(Source records)
* Start *
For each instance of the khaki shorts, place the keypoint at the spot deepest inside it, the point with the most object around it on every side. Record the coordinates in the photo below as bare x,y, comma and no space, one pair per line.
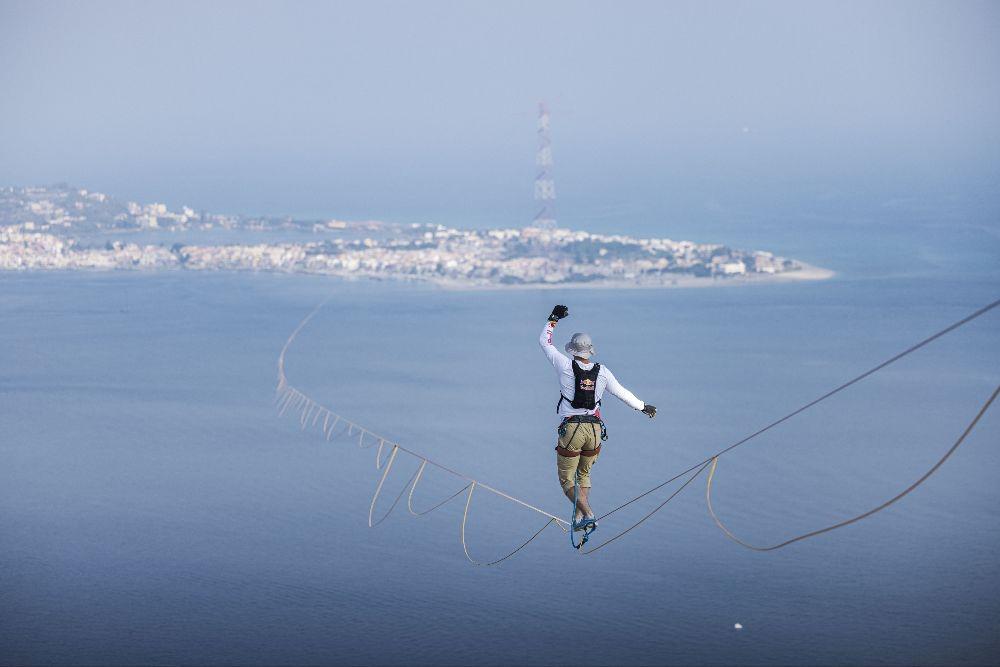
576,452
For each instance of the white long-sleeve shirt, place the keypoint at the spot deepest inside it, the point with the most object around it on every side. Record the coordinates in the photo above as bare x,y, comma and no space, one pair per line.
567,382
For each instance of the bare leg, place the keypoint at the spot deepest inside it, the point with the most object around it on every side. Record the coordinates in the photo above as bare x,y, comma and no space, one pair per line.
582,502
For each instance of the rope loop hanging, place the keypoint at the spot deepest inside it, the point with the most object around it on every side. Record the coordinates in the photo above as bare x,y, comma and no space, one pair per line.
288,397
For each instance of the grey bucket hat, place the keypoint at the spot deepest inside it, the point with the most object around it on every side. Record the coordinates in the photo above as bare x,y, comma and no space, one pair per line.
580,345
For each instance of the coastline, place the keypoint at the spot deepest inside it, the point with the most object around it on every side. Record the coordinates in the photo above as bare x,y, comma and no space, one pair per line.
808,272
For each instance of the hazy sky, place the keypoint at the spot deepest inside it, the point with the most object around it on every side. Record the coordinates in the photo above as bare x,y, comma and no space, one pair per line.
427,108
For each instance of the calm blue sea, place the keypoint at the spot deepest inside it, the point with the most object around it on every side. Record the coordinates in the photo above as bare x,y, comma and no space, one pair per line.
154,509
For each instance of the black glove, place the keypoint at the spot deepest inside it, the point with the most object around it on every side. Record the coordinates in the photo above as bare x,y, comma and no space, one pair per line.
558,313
* End *
* Start *
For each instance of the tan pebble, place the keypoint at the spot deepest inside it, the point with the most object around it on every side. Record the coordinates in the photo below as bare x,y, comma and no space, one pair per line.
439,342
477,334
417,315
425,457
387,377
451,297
* End *
• _Exercise prompt_: Find each line in the items above that contains the word "below" and copy those lines out in full.

• _Reply_:
For each instance of the khaki shorts, place the keypoint at the spot deepest inside it, the point with the most object around it on every side. Record the coordinates in the photo below as bare x,y, comma and no space, one pair per line.
For each instance of the tan pebble, place the keypoint at the spot deepest inside it, the point with the most object around it on every side. Record the coordinates in the photo below as bare x,y, comma and no space, one pair per line.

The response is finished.